Source passage =>
-- -- --
Columbiana Clinic going paperless with medical records
By BRAD GASKINS/Staff Writer
COLUMBIANA — Patient medical records at Columbiana Clinic are going paperless.
Two of the clinic’s four physicians have already made the switch. The other two will follow soon.
Once the switch is complete, medical records will exist only in a computer system, not on paper.
“While we have done it to create efficiencies within the clinic, the government is really pushing that,” said Eric Young, president of Enterprising Healthcare, Inc., the clinic’s management firm. “It’s something that they’re giving people bonuses to use right now, but by 2014 you’re going to be penalized if you’re not.”
Embracing the technology well before the deadline put the clinic at “the forefront of medical technology, more so than a lot of the places in downtown Birmingham,” Young said.
Switching from paper to computer records decreased the clinic’s patient volume. However, once all four physicians are using the paperless records, patient volume is expected to increase above what it was before the switch, Young said.
-- -- --
Collected material =>
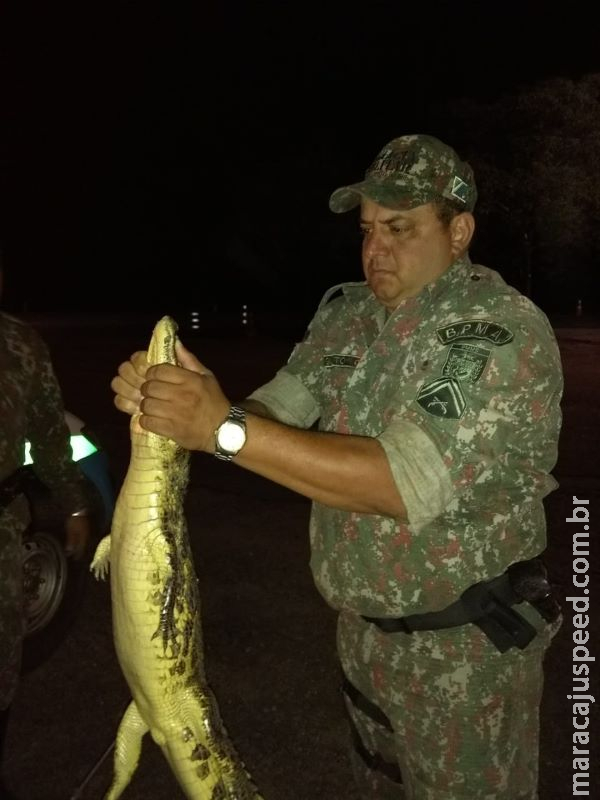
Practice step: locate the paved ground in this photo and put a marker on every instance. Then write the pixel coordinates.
-- -- --
Task list =>
1. Answer these from the clinic article:
(a) How many of the clinic's physicians have already switched to paperless records?
(b) What position does Eric Young hold?
(c) By what year does Young say people will be penalized for not using this technology?
2. Quote the clinic article word for word, beginning at the words "Two of the clinic’s" and stopping after "not on paper.".

Results in order =>
1.
(a) Two.
(b) He is president of Enterprising Healthcare, Inc., the clinic's management firm.
(c) 2014.

2.
Two of the clinic’s four physicians have already made the switch. The other two will follow soon.
Once the switch is complete, medical records will exist only in a computer system, not on paper.